WHAT IS ASKED: Turn every line of the entries below into a numbered list, skipping blank lines and leaving out the pictures.

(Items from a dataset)
* * *

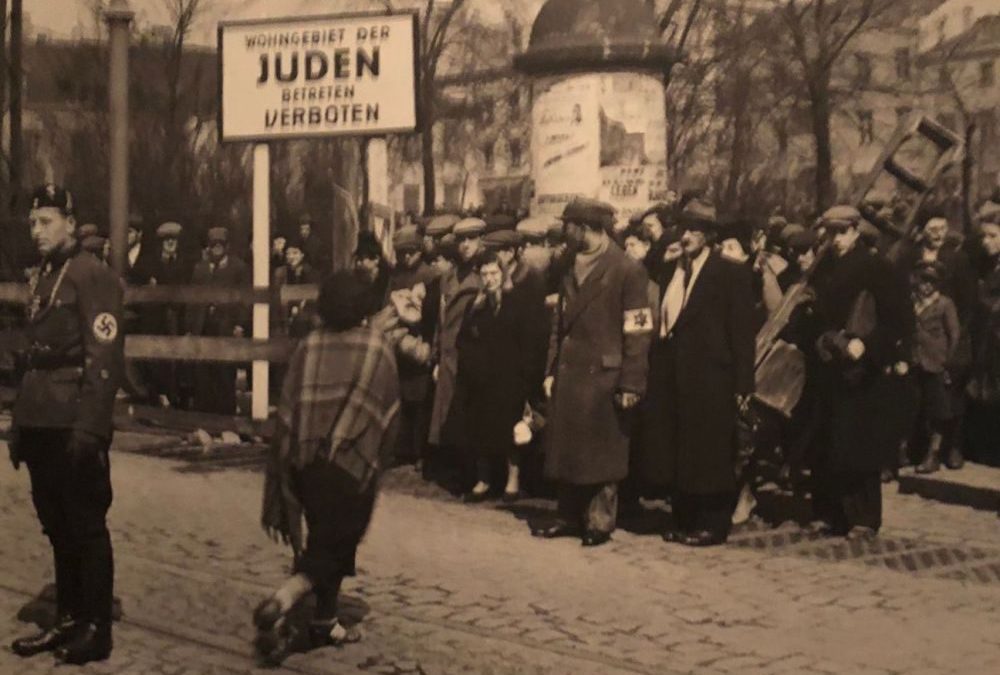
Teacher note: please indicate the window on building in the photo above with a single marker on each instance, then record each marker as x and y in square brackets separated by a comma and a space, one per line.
[944, 76]
[866, 126]
[987, 76]
[411, 197]
[452, 195]
[516, 152]
[903, 63]
[863, 63]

* * *

EXPECTED ANSWER:
1. Teacher note: please indicate the window on building in the photo above with a single marker on each instance, then record each marker as x and y in square brackets separated by a comma and a space, one per line.
2. [944, 76]
3. [866, 126]
4. [987, 76]
5. [411, 197]
6. [452, 195]
7. [516, 152]
8. [903, 63]
9. [863, 63]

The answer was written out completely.